◆ **WHAT TO WORK ON**: According to the dataset description, on what date was the official launch, before which data were filtered out as test data?

◆ **SELECTED TEXT**:
>>>>>

Note that correcting the error-coded variables (Gender, User Language Bulgarian, Afrikaans and Hebrew, Marital Status) is necessary for correct interpretation of the data. None of the other actions described above (e.g., recoding text into numerical values) affect the data interpretation in any way. Apart from filtering out test data (data before the official launch on 2020-03-30) and participants who declared that they are younger than 18, all data was retained. When recoding, all groups present in the raw data file were also preserved. For more details, please see the data cleaning R markdown file. Thereafter, the text description is based on the cleaned data.

Data Records

Raw data and code for cleaning is available at https://doi.org/10.17605/OSF.IO/Z39US30. Figure 1 shows a heat map of the countries from which the data were collected, coloured according to the sample size (n ≥ 200). The main characteristics of the survey are presented in Tables 1 to 6. Information on the basics (Table 1), gender (Table 2), education (Table 3), marital status (Table 4), current risk of infection (Table 5), and current isolation status (Table 6) for countries with their sample size of more than 200 are presented, respectively.

Fig. 1
figure 1

A world map visualizing the participants in each country. Only countries with n ≥ 200 are coloured.

Table 2 Proportion of each gender across countries with more than 200 participants.
Table 3 Proportion of education level across countries with more than 200 participants.
Table 4 Proportion of marital status across countries with more than 200 participants.
Table 5 Proportion of current risk of infection across countries with more than 200 participants.
Table 6 Proportion of current isolation status across countries with more than 200 participants.

Data visualization interface

In addition to the raw data, a dedicated Web application was developed to provide a general overview of the COVIDiSTRESS dataset (https://covidistress.france-bioinformatique.fr/). The Web application allows easy and dynamic generation of illustrations like age pyramids, zoomable world maps, and bar plots summarizing the main variables of the survey for each selected country. Two tabs of visualizations are provided: the first contains basic demographic variables like age, gender, and educational level by country; the second tab displays world maps of levels of stress, trust in institutions and concerns for self, friends, family, country, and other countries. The application is based on an R shiny server (https://rstudio.com/products/shiny/shiny-server/), together with the plot.ly31 and ggplot232 graphical libraries to generate dynamic plots. All the generated figures can be exported as PNG files.

Technical Validation

As of 30th May, the participants in our data represented 176 different countries. However, there were instances in which we only had one participant per country (i.e. The Bahamas, Uganda, etc.). For computational purposes, we decided to examine the data quality for 42 countries that had over 200 participants.

<<<<<

◆ **Referring expression grounding data**:
>>>>>

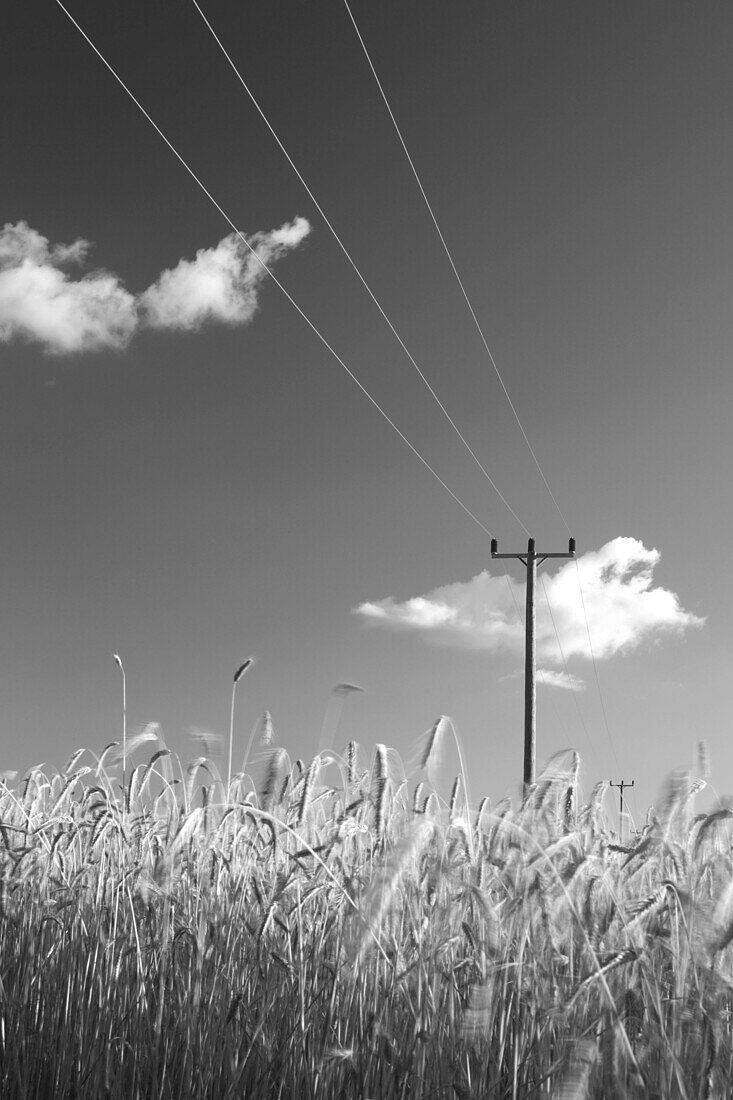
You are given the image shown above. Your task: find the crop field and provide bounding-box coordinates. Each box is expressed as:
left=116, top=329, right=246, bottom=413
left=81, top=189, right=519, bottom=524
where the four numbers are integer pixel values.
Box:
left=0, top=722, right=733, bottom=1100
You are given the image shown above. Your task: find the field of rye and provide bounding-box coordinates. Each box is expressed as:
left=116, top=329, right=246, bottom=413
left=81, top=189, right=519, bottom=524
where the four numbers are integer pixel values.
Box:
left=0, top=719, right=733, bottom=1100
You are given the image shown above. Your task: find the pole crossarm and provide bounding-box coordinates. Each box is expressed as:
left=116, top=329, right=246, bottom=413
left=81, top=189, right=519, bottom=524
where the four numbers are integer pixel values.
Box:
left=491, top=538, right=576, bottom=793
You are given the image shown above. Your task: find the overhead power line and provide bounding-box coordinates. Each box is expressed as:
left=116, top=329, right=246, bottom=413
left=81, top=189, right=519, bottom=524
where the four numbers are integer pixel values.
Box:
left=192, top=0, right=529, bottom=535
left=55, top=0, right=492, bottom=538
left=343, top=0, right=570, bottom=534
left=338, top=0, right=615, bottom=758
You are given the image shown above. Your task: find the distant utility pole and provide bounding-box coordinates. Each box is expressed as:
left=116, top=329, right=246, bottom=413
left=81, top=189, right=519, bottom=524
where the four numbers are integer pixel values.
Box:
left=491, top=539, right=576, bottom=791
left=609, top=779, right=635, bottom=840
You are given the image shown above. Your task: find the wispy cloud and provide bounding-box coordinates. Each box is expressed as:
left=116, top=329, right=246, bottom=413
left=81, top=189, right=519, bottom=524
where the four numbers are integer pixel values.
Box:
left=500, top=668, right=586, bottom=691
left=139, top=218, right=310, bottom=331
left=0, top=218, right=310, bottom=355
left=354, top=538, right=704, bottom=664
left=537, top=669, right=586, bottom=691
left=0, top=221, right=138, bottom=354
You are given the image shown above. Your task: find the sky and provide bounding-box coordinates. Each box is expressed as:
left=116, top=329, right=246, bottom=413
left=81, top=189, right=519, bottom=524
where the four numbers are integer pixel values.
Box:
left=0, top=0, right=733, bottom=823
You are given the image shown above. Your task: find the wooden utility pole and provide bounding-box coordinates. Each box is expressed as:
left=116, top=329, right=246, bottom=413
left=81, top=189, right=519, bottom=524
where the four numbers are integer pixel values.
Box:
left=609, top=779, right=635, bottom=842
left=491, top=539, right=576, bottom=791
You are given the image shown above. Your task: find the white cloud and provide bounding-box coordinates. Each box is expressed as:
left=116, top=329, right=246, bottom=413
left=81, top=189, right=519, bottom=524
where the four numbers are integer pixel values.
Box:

<<<<<

◆ **SOLUTION TO THIS PROBLEM**: 2020-03-30